Исходный текст ->
■ ■ ■
Правозащитник шестидесятых Олег Воробьев поведал мне во Владимирской тюрьме, как удалось ему однажды пробиться к Илье Эренбургу, как страстно рассказывал о голодоморе в Мордов­ских политических лагерях, с какой готовностью откликнулся советский классик на проблему, спросив только: «Десятки хватит?»

У Российского правозащитного движения было доброе и честное начало. Явная политизация его в последние годы, осторожно скажу – чревата… Похоже, лидеров нынешних правозащитников уже не удовлетворяет роль «чистильщиков» общества, им подавай теперь роль политических трибунов – именно в таком качестве с некоторых пор я «слышу» Людмилу Алексееву, получившую свое политическое образование «за буграми», поскольку до «бугров» ее чисто профессиональная деятельность лежала в несколько иной плоскости, а познания в истории и социологии на диспуты не вдохновляли.

(Следует вспомнить, что в советские времена правозащитники вдохновенно отрицали политическую составляющую их движения. «Мы не против советских законов, мы за их неукоснительное исполнение. Мы не против режима, мы против несоответствия сущего долж­ному». Фраза-цитата из одного документа конца шестидесятых – дословна.)
■ ■ ■
Раздел данных ->
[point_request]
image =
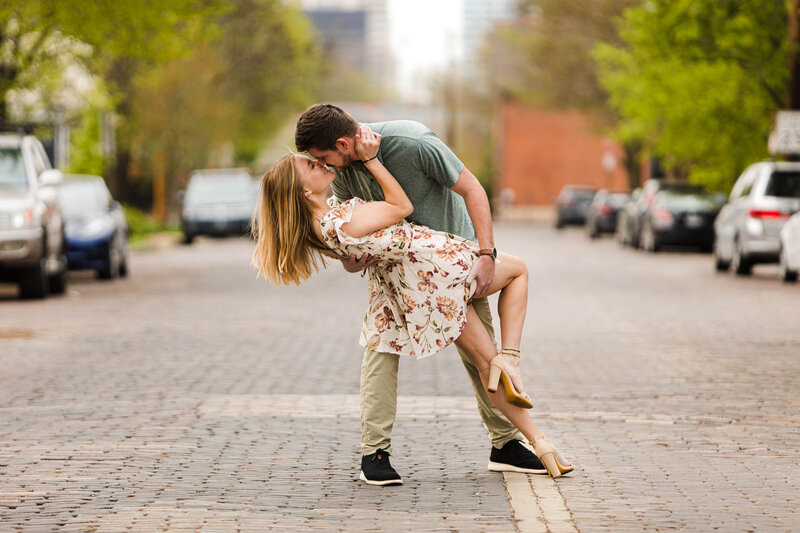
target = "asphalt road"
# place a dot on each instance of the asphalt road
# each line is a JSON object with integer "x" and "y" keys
{"x": 194, "y": 397}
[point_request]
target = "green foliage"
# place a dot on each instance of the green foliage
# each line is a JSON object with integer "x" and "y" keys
{"x": 141, "y": 224}
{"x": 698, "y": 82}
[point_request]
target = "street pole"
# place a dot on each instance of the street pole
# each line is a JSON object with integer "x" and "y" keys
{"x": 793, "y": 90}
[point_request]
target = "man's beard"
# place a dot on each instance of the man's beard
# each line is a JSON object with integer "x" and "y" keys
{"x": 347, "y": 160}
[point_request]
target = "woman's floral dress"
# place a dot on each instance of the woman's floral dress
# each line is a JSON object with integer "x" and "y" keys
{"x": 418, "y": 290}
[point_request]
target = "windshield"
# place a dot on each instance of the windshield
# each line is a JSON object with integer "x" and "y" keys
{"x": 784, "y": 184}
{"x": 82, "y": 198}
{"x": 220, "y": 189}
{"x": 686, "y": 201}
{"x": 12, "y": 168}
{"x": 617, "y": 199}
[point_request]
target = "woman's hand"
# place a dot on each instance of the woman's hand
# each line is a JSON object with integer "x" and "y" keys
{"x": 367, "y": 143}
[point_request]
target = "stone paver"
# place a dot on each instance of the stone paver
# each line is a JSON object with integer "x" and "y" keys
{"x": 193, "y": 397}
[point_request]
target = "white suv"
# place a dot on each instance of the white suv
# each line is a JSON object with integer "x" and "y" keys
{"x": 32, "y": 251}
{"x": 747, "y": 229}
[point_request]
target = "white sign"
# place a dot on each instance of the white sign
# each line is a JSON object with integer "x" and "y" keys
{"x": 785, "y": 138}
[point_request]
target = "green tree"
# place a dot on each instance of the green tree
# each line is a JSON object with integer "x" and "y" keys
{"x": 698, "y": 82}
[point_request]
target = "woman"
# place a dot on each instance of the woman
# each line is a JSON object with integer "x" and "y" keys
{"x": 419, "y": 295}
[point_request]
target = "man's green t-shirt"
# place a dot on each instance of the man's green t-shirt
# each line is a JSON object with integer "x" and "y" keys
{"x": 426, "y": 169}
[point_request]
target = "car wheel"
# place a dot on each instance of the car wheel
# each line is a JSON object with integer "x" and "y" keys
{"x": 739, "y": 263}
{"x": 33, "y": 282}
{"x": 113, "y": 262}
{"x": 720, "y": 265}
{"x": 785, "y": 273}
{"x": 58, "y": 281}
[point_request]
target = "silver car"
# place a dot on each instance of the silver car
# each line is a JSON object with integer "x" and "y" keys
{"x": 746, "y": 232}
{"x": 32, "y": 251}
{"x": 790, "y": 249}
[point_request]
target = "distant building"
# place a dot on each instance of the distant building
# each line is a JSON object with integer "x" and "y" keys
{"x": 541, "y": 150}
{"x": 479, "y": 18}
{"x": 355, "y": 32}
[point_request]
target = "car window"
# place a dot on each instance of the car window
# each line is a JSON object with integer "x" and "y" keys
{"x": 43, "y": 155}
{"x": 784, "y": 184}
{"x": 745, "y": 180}
{"x": 686, "y": 201}
{"x": 12, "y": 168}
{"x": 617, "y": 199}
{"x": 220, "y": 189}
{"x": 82, "y": 198}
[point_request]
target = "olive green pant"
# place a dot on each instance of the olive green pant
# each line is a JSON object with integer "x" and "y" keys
{"x": 379, "y": 396}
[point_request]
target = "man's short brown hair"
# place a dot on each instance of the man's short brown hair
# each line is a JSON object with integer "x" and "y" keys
{"x": 320, "y": 125}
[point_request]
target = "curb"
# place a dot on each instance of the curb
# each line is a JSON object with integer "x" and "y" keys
{"x": 537, "y": 504}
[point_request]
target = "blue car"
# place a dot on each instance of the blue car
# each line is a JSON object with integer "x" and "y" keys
{"x": 96, "y": 230}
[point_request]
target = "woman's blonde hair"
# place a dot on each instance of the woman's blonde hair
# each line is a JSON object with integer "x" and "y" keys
{"x": 287, "y": 248}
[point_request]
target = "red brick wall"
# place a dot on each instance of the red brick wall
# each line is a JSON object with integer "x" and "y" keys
{"x": 539, "y": 151}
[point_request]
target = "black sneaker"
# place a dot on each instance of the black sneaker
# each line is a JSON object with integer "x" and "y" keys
{"x": 515, "y": 457}
{"x": 376, "y": 470}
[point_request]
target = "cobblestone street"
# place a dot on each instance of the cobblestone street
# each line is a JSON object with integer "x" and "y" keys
{"x": 194, "y": 397}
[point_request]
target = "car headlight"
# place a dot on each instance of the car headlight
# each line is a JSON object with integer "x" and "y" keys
{"x": 94, "y": 229}
{"x": 24, "y": 219}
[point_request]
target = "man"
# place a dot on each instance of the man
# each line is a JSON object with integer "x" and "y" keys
{"x": 446, "y": 197}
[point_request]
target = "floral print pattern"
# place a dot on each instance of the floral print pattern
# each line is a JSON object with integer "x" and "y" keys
{"x": 418, "y": 292}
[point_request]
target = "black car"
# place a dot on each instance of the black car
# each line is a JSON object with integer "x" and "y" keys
{"x": 572, "y": 204}
{"x": 680, "y": 217}
{"x": 602, "y": 214}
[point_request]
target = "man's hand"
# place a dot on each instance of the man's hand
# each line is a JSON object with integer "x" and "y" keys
{"x": 351, "y": 264}
{"x": 483, "y": 272}
{"x": 367, "y": 143}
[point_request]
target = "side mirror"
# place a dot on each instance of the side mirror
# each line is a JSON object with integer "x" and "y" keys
{"x": 51, "y": 177}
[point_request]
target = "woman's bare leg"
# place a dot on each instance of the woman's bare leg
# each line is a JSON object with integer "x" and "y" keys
{"x": 511, "y": 280}
{"x": 475, "y": 341}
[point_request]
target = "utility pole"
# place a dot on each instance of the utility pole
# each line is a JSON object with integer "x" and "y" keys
{"x": 793, "y": 90}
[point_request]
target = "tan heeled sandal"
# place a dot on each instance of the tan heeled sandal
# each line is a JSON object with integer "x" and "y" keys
{"x": 496, "y": 374}
{"x": 547, "y": 455}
■ ■ ■
Задания ->
1 – Что спросил Илья Эренбург, по словам Олега Воробьева из текста о правозащитном движении, когда откликнулся на рассказ о голодоморе в мордовских лагерях?
2 – Подхватите текст о правозащитном движении и продолжите его после последнего приведенного предложения.

Ответы ->
1 – «Десятки хватит?»

2 –
5

Эти строки пишутся (январь 2008 года) тогда, когда еще совершенно непредставим политический расклад весны текущего года. Однако без всякого риска на ошибку готов утверждать, что, если курс на восстановление Российского государства будет продолжен хотя бы теми же темпами, что и прежде, нас ожидает масса весьма неприятных сюрпризов и в области социальной политики, и в сфере соблюдения прав человека, и в практике деятельности судебно-карательных ведомств, потому что, как уже говорил ранее, государст­ва без боли не возникают, не распадаются и тем более не воскресают.

Гражданская готовность к «боли» должна и может выражаться не в сопротивлении процессу возрождения государства, но в максимальной активности политического класса, понимающего необходимость и неизбежность возрождения, с одной стороны, и мужественной готовности к активному вмешательству в этот процесс на исключительно гуманитарной основе, ибо всякая иная основа политической активности при определенных обстоятельст­вах способна снова ввергнуть нас в состояние смуты, каковую нам уже едва ли удастся пережить.

И о мужестве речь не случайна. Вполне успешная политика «выпускания пара» в некоторых маргинальных и полумаргинальных политических антигосударственных или антироссийских кланах предусматривает почти гарантированную неприкосновенность их активистам.

Полная свобода говорения, к примеру, на радио «Эхо Москвы», иногда просто чувствуется – хмелит ее директора, весьма часто умело намекающего на его личное особое положение в прессе, каковая, по его же суждению, давненько задушена и вся пребывает в неприличном положении. Вдохновенный позывной радиостанции, возможно, и сочинен самим директором в экстазе «особости состояния» (Бродский отдыхает!):

Утро, кофе, бутерброд!

Деуки! Вау! Разворот.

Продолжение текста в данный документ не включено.